▶ [Work to complete]: Your answer should repeat the listing in full, with no line missing or altered.

▶ [Material provided]:
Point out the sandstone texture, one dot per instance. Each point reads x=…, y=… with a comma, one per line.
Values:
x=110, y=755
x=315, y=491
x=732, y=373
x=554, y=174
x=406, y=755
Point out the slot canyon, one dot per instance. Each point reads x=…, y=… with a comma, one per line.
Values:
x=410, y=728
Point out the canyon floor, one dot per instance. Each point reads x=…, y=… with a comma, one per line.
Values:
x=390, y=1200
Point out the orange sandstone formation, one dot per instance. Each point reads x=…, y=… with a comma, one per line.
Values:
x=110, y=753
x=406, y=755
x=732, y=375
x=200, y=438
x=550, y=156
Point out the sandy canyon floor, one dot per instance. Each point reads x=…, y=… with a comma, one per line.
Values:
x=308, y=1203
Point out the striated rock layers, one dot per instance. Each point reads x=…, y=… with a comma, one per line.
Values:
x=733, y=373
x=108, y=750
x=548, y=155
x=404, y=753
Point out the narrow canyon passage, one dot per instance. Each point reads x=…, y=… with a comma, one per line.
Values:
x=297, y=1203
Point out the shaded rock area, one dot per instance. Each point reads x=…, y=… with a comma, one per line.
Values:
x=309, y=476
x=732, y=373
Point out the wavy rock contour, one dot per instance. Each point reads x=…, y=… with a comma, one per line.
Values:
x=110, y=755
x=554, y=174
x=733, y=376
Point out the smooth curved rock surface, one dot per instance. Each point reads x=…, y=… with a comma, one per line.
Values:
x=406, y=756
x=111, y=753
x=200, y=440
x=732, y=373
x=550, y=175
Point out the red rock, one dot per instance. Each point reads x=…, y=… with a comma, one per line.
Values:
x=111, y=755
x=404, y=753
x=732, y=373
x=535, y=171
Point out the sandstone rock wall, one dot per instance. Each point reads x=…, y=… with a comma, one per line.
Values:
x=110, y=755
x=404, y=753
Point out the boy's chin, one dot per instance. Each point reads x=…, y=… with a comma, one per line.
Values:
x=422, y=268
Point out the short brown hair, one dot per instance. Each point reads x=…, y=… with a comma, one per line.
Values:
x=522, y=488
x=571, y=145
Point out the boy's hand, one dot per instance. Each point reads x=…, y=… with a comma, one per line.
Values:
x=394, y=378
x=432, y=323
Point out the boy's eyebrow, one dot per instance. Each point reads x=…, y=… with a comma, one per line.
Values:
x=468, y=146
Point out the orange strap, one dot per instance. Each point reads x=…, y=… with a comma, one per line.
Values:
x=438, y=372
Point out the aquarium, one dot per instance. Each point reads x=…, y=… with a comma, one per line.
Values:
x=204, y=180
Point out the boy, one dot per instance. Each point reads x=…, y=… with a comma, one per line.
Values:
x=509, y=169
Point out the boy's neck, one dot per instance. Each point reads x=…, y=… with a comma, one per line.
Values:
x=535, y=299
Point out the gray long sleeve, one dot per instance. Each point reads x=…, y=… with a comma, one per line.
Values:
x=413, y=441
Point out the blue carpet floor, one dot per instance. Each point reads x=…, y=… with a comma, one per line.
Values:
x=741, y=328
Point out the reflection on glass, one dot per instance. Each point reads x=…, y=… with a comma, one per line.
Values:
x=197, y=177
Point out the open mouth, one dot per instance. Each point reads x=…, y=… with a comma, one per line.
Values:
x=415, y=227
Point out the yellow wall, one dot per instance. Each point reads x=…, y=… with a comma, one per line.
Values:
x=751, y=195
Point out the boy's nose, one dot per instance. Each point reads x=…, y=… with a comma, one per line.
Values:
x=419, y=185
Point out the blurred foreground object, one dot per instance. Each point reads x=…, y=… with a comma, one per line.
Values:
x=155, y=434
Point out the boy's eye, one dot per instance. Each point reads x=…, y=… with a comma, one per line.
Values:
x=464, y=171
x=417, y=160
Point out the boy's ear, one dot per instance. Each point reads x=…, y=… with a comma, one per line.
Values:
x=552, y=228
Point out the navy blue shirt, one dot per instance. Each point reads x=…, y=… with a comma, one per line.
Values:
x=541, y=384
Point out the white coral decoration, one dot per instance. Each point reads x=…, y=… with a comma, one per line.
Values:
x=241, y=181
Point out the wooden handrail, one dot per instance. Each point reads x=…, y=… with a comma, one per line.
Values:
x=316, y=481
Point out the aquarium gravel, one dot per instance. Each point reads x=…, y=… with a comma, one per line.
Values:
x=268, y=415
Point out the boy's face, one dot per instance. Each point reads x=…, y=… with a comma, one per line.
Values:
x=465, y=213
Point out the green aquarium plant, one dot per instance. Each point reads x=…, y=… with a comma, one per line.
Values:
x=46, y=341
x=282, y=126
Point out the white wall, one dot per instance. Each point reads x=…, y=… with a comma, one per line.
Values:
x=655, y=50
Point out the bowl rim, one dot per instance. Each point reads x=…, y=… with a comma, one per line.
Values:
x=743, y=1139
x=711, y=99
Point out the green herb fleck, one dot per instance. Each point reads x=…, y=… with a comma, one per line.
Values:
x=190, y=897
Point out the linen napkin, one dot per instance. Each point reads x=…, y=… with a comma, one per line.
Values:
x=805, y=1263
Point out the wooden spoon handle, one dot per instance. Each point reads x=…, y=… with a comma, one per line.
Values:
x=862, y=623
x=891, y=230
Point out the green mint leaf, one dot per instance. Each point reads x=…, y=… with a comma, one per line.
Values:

▶ [Solution to this task]:
Point out the sandstone texture, one dot per instance. Each point reads x=…, y=… with a comma, one per line.
Values:
x=110, y=755
x=315, y=491
x=732, y=373
x=554, y=174
x=406, y=755
Point out the slot canyon, one dot per instance. Each point reads x=…, y=… with a comma, one per line.
Values:
x=410, y=728
Point out the canyon floor, one dot per instance. Each point reads x=…, y=… with a comma, one per line.
Values:
x=390, y=1200
Point out the orange sandstone formation, one dot per instance. Each point reads x=…, y=… with a comma, one per line.
Values:
x=110, y=753
x=406, y=755
x=732, y=375
x=200, y=438
x=550, y=156
Point out the sandy canyon floor, one dot per instance. Each point reads x=…, y=… with a comma, one per line.
Values:
x=308, y=1203
Point out the striated rock layers, one dot per instance. Each point reads x=…, y=… with a comma, one per line.
Values:
x=733, y=373
x=108, y=750
x=548, y=155
x=404, y=753
Point out the narrow canyon passage, one dot per instance. Each point reads x=…, y=… with a comma, one per line.
Values:
x=297, y=1203
Point out the shaded rock area, one dot per instance. Each point reads x=…, y=… with a comma, one per line.
Values:
x=309, y=476
x=732, y=373
Point out the wavy rock contour, one dot per instance. Each point reads x=…, y=… with a comma, one per line.
Values:
x=110, y=755
x=554, y=174
x=733, y=376
Point out the smooth curved rock surface, one dot per instance. Each point reads x=…, y=… with a comma, one per line.
Values:
x=406, y=756
x=111, y=753
x=200, y=440
x=732, y=373
x=550, y=175
Point out the red rock, one dot per instance. Each point reads x=…, y=… with a comma, one per line.
Values:
x=111, y=755
x=404, y=753
x=732, y=373
x=535, y=171
Point out the sandstone rock wall, one dot per instance. Each point reads x=…, y=… with a comma, one per line.
Values:
x=110, y=755
x=404, y=753
Point out the boy's chin, one dot per instance. Each point reads x=…, y=… with a comma, one per line.
Values:
x=422, y=268
Point out the short brown hair, one dot per instance. Each point reads x=…, y=… with a comma, one per line.
Values:
x=522, y=488
x=571, y=145
Point out the boy's hand, one dot per instance. Each point reads x=…, y=… with a comma, one per line.
Values:
x=394, y=378
x=432, y=323
Point out the boy's eyebrow, one dot per instance. Each point reads x=…, y=… with a comma, one per line.
Values:
x=468, y=146
Point out the orange strap, one dot per instance. Each point reads x=…, y=… with a comma, one per line.
Values:
x=438, y=372
Point out the aquarium, one dot per instance. Each point reads x=…, y=… with a comma, one per line.
Values:
x=204, y=180
Point out the boy, one dot per instance. Each point reads x=…, y=… with a comma, one per line.
Values:
x=509, y=169
Point out the boy's neck, one dot per instance. Each point reads x=…, y=… with a comma, one per line.
Values:
x=535, y=299
Point out the gray long sleeve, one dot per instance. Each point reads x=…, y=… with a comma, one per line.
Values:
x=413, y=441
Point out the blue carpet floor, one dot per instance. Each point reads x=…, y=… with a comma, one per line.
Values:
x=741, y=328
Point out the reflection on glass, one dot per instance. Each point reads x=…, y=… with a comma, one per line.
Values:
x=197, y=177
Point out the open mouth, one dot per instance. Each point reads x=…, y=… with a comma, one per line.
Values:
x=415, y=227
Point out the yellow wall, one dot per instance. Each point reads x=…, y=… with a comma, one per line.
Values:
x=751, y=195
Point out the boy's nose, one dot per instance. Each point reads x=…, y=… with a comma, one per line.
Values:
x=419, y=185
Point out the blurred foreground object, one dot per instance. Each point reads x=…, y=… with a comma, one per line.
Values:
x=155, y=434
Point out the boy's eye, one dot per instance. Each point reads x=…, y=… with a comma, one per line.
Values:
x=464, y=171
x=417, y=160
Point out the boy's ear, one dot per instance. Each point reads x=…, y=… with a comma, one per line.
Values:
x=552, y=228
Point out the navy blue shirt, one dot per instance. Each point reads x=…, y=… with a comma, one per line.
Values:
x=541, y=384
Point out the white coral decoration, one dot per instance. Each point reads x=…, y=… with a comma, one per line.
Values:
x=241, y=181
Point out the wooden handrail, one dot per instance. Each point reads x=…, y=… with a comma, one per line.
Values:
x=316, y=481
Point out the aquarium gravel, one dot per instance. Each point reads x=…, y=… with a comma, one per line.
Values:
x=268, y=415
Point out the boy's face, one dot per instance. Each point reads x=…, y=… with a comma, one per line.
Values:
x=465, y=213
Point out the green aquarium plant, one dot per instance. Each point reads x=…, y=… with a comma, one per line.
Values:
x=46, y=341
x=282, y=126
Point out the white wall, one dot per instance. Each point reads x=…, y=… with a comma, one per line.
Values:
x=655, y=50
Point out the bowl rim, one dot per instance. Each point reads x=…, y=… with a comma, one per line.
Values:
x=743, y=1139
x=711, y=99
Point out the green herb fleck, one dot per instance. Each point reads x=…, y=… with a comma, one per line.
Values:
x=190, y=897
Point out the linen napkin, one dot per instance. Each point reads x=…, y=… with a comma, one per line.
Values:
x=805, y=1263
Point out the wooden spoon handle, one dot per instance. Each point reads x=…, y=… with a comma, one per line.
Values:
x=862, y=623
x=891, y=230
Point out the green mint leaf, one dot per instance. Each point reads x=…, y=… with a comma, one per line.
Values:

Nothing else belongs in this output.